[Text to read]:
* BEGIN *

There’s been a spate of encouraging dividend news in recent weeks. Globally, payouts are expected to increase this year following a rough 2020.
The U.S. will be part of that growth. In fact, some recent forecasts suggest markets may underestimating the extent to which domestic payouts will grow this year and in 2022. Add all that up and it’s a good time to be a dividend investor with active strategies like the T. Rowe Price Equity Income ETF (TEQI).
TEQI, a semi-transparent exchange traded fund, blends two themes beloved among investors looking to dial back equity risk: dividend growth and value stocks. The actively managed fund’s roster is typically comprised of companies with strong histories of payout growth and those that are undervalued. Additionally, TEQI is a relevant near-term idea.
“John Linehan, lead portfolio manager of the $19 billion T. Rowe Price Equity Income fund, spends a lot of time thinking about dividend stocks. But with the S&P 500 index having returned about 40% over the past year, he is concerned that many investors aren’t paying enough attention,” reports Lawrence Strauss for Barron’s.

* END *

[Work to do]:
- a) In the dividend article, who is the lead portfolio manager of the T. Rowe Price Equity Income fund?
- b) Name every fund or market index mentioned in the dividend article.
- c) Pick up the dividend article after its last sentence and keep writing it.

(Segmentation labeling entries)
* BEGIN *

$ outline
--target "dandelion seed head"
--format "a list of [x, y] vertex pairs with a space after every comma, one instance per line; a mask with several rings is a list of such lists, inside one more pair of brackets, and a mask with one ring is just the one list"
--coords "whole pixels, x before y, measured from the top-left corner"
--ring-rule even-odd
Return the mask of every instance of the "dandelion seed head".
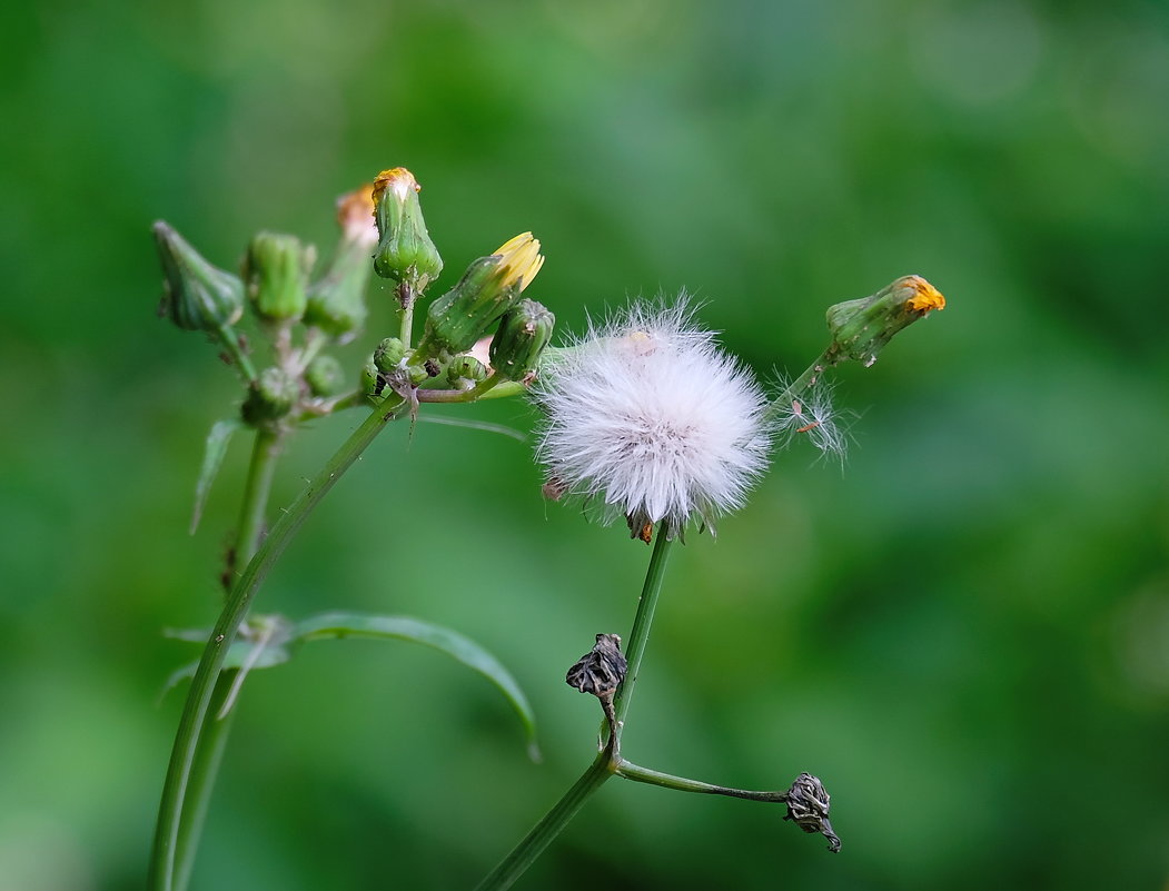
[[696, 326], [685, 298], [635, 305], [593, 325], [534, 387], [537, 456], [569, 493], [602, 499], [632, 529], [693, 516], [712, 526], [742, 505], [767, 465], [767, 399]]

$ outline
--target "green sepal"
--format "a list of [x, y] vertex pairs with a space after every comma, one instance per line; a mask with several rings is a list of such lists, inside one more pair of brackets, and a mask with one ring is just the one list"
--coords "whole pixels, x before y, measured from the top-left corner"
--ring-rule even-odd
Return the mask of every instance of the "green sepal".
[[304, 323], [338, 343], [352, 340], [368, 315], [366, 288], [372, 270], [368, 246], [341, 239], [325, 275], [309, 289]]
[[159, 313], [185, 331], [219, 332], [238, 322], [243, 315], [243, 282], [203, 260], [161, 220], [153, 230], [162, 261]]
[[498, 255], [472, 261], [458, 284], [430, 304], [420, 354], [465, 353], [516, 305], [520, 285], [500, 282], [499, 263]]
[[240, 410], [244, 423], [258, 427], [284, 417], [300, 396], [300, 385], [283, 368], [264, 368], [248, 388]]
[[491, 339], [491, 367], [496, 374], [505, 380], [530, 380], [552, 340], [555, 324], [556, 317], [542, 304], [520, 301], [504, 315]]
[[267, 322], [296, 322], [307, 306], [309, 271], [317, 251], [295, 235], [258, 233], [248, 246], [243, 279], [248, 298]]
[[345, 369], [336, 355], [318, 355], [304, 369], [304, 382], [314, 396], [336, 396], [345, 389]]

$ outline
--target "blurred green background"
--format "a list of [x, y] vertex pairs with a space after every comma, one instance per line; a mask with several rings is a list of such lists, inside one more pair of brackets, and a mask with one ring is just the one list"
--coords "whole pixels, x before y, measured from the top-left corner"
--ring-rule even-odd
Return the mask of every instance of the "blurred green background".
[[[150, 223], [231, 267], [325, 251], [333, 199], [423, 184], [450, 281], [532, 229], [562, 330], [692, 290], [761, 373], [823, 312], [918, 272], [949, 299], [871, 369], [844, 471], [776, 458], [676, 557], [625, 737], [662, 771], [832, 793], [843, 852], [781, 808], [602, 789], [525, 889], [1163, 889], [1169, 882], [1169, 7], [667, 0], [39, 2], [0, 29], [0, 887], [143, 885], [247, 448], [186, 531], [237, 403], [154, 318]], [[380, 286], [350, 367], [388, 333]], [[447, 414], [456, 414], [448, 409]], [[462, 413], [530, 429], [518, 402]], [[286, 504], [358, 415], [304, 430]], [[592, 758], [563, 671], [625, 634], [648, 557], [540, 497], [530, 448], [387, 431], [262, 610], [417, 615], [480, 678], [321, 643], [240, 703], [195, 887], [458, 889]]]

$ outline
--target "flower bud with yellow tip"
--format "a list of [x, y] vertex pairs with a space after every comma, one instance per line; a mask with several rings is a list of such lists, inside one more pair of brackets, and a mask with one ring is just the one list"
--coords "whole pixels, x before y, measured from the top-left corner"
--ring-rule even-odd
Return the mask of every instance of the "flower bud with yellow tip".
[[871, 297], [838, 303], [828, 310], [832, 344], [826, 364], [855, 359], [869, 367], [894, 334], [945, 308], [941, 292], [916, 275], [902, 276]]
[[185, 331], [221, 332], [243, 315], [243, 283], [216, 269], [161, 220], [153, 226], [162, 261], [165, 315]]
[[295, 235], [258, 233], [248, 246], [243, 281], [256, 315], [265, 322], [297, 322], [309, 303], [309, 271], [316, 250]]
[[450, 291], [430, 304], [417, 355], [463, 353], [519, 303], [520, 293], [544, 265], [540, 242], [526, 232], [468, 267]]
[[382, 171], [373, 184], [379, 235], [374, 271], [382, 278], [408, 284], [411, 291], [421, 291], [442, 271], [442, 257], [422, 219], [421, 188], [406, 167]]
[[341, 240], [325, 275], [309, 290], [305, 324], [320, 329], [338, 343], [352, 340], [367, 315], [365, 295], [373, 268], [369, 255], [378, 242], [372, 188], [362, 186], [338, 199]]

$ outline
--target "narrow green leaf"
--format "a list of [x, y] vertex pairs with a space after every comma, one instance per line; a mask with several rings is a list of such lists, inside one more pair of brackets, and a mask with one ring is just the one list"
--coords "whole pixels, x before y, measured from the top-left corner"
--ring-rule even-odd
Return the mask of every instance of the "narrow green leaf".
[[527, 436], [514, 427], [505, 427], [490, 421], [469, 421], [465, 417], [450, 417], [448, 415], [420, 414], [420, 421], [428, 423], [447, 424], [448, 427], [463, 427], [468, 430], [483, 430], [484, 433], [498, 433], [502, 436], [510, 436], [517, 442], [527, 442]]
[[423, 622], [409, 616], [376, 616], [364, 613], [323, 613], [297, 622], [293, 638], [321, 641], [341, 637], [414, 641], [434, 647], [448, 656], [478, 671], [507, 697], [527, 733], [527, 752], [533, 761], [540, 760], [535, 741], [535, 716], [519, 684], [500, 662], [479, 644], [458, 631]]
[[215, 482], [223, 464], [223, 456], [227, 455], [228, 443], [231, 442], [231, 434], [243, 427], [243, 421], [236, 417], [228, 417], [216, 421], [207, 434], [207, 445], [203, 449], [203, 465], [199, 469], [199, 482], [195, 484], [195, 509], [191, 514], [191, 534], [195, 534], [199, 529], [199, 519], [203, 516], [203, 504], [207, 502], [207, 493]]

* END *

[Results of the exercise]:
- a) John Linehan

- b) T. Rowe Price Equity Income ETF (TEQI), T. Rowe Price Equity Income fund, S&P 500 index

- c)
That fund is the mutual fund equivalent of TEQI.
Active management is part of the allure with TEQI. Since it’s not constrained by an index, it can underweight sectors that are chock-full of high dividend stocks that may be vulnerable to dividend cuts or suspensions down the road. Conversely, the fund’s managers can overweight groups with rosy payout growth prospects.
For example, TEQI allocates 23.36% of its weight to financial services stocks, as compared to 11.92% for the benchmark. That’s something for investors to consider because, last week, the Federal Reserve said all major banks that participated passed the annual stress test, meaning higher dividends from banks could arrive as soon as next month.
“Top holdings in his (Linehan) fund (ticker: PRFDX) recently included banking giant Wells Fargo (WFC), which cut its dividend last year; insurer MetLife (MET), and utility Southern Co. (SO). Over the past year, the fund has returned about 45%, placing it in the top 30% of Morningstar’s large-cap value category. The fund yields about 2.4%,” according to Barron’s.
TEQI (the ETF version) devotes about 21% of its combined weight to healthcare and tech stocks. Those have been and are expected to continue being reliable sources of S&P 500 dividend growth.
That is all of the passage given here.